=== Goal of the exercise ===
Repeat the listing in full. Nothing may be added or left out.

=== The input ===
----

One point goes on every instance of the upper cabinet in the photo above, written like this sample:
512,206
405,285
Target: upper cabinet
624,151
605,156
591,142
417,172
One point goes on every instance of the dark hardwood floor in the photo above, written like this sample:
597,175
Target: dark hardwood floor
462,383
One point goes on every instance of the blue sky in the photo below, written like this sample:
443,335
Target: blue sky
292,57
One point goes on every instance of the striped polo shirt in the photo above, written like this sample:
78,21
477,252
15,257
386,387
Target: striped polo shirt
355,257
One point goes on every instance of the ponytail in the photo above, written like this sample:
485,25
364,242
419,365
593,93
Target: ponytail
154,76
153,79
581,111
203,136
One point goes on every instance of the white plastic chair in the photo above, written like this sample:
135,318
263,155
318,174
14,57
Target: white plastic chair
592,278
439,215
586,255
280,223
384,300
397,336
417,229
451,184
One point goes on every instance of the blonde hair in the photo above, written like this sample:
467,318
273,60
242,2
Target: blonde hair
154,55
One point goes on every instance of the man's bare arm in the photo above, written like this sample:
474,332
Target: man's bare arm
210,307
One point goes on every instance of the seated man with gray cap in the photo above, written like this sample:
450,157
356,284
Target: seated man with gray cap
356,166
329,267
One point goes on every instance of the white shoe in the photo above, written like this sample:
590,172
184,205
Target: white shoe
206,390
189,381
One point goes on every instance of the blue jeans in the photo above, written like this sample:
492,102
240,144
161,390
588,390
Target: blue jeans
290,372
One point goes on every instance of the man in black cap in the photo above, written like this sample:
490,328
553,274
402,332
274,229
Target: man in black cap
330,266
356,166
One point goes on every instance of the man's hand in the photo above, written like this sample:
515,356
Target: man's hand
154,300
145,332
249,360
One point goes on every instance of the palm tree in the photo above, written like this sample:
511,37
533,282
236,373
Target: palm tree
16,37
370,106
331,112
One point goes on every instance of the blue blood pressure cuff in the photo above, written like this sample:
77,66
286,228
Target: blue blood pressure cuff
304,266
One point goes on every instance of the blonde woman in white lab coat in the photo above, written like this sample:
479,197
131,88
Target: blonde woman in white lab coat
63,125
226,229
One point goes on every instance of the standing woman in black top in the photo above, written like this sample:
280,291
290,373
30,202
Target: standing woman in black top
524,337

----

=== Full solution ===
One point goes on every instance of the upper cabinet in the photo above, written like this sample:
512,206
405,285
Target: upper cabinet
624,151
605,156
591,142
417,172
One point goes on every instance of the dark hardwood floor in the photo above, written like this sample:
597,175
Target: dark hardwood floor
462,383
One point goes on every instance of the blue sky in the photo below, written like this sample:
443,335
Target: blue sky
292,57
One point goes on every instance of the striped polo shirt in the photo above, written like this sample:
78,21
477,252
15,257
386,387
Target: striped polo shirt
355,257
One point goes on every instance of the ponytail in the photo above, written like this sample:
485,25
364,242
419,365
593,93
Target: ponytail
154,76
153,79
581,111
203,136
One point goes on every instance of the white plastic chair in the photo above, written like this sample:
135,318
263,155
318,174
14,57
Target: white plastic chair
592,278
439,215
586,255
280,223
384,300
397,336
417,229
451,184
One point goes on every instance of the blonde hair in the photo above, written like this sample:
467,318
273,60
242,2
Target: blonde hair
154,55
One point goes on every instance of the man's bare arm in the photo above, written like this sample:
474,332
Target: man's bare arm
210,307
One point goes on every instance of the seated man with gray cap in the photo above, written like this sample:
450,157
356,284
Target: seated man with gray cap
356,166
329,267
One point goes on every instance of the white shoe in the photo above, written like this sample:
590,172
184,205
Target: white shoe
206,390
189,381
One point goes on every instance of the blue jeans in the photo above, written like this sample:
492,102
240,144
161,390
588,390
Target: blue jeans
290,372
One point goes on every instance of the man in black cap in the photo above, written like this sample:
490,328
553,274
402,332
274,229
Target: man in black cap
330,266
356,166
One point goes on every instance of the man's hand in the photo above, written like this sample:
515,356
Target: man's hand
154,300
145,332
249,360
One point goes on every instance of the palm tree in the photo above, written like this sample:
511,37
533,282
236,373
Target: palm tree
16,37
370,106
331,112
One point goes on every instance of the blue blood pressure cuff in the photo above, written like this sample:
77,66
286,228
Target: blue blood pressure cuff
304,266
One point goes on every instance of the blonde woman in white lab coat in the photo above, written like this sample:
479,197
131,88
Target: blonde woman in white lab coat
63,125
226,229
One point goes on every instance of the standing woman in black top in the photo above, written like this sample:
280,291
290,373
30,202
Target: standing woman in black top
524,337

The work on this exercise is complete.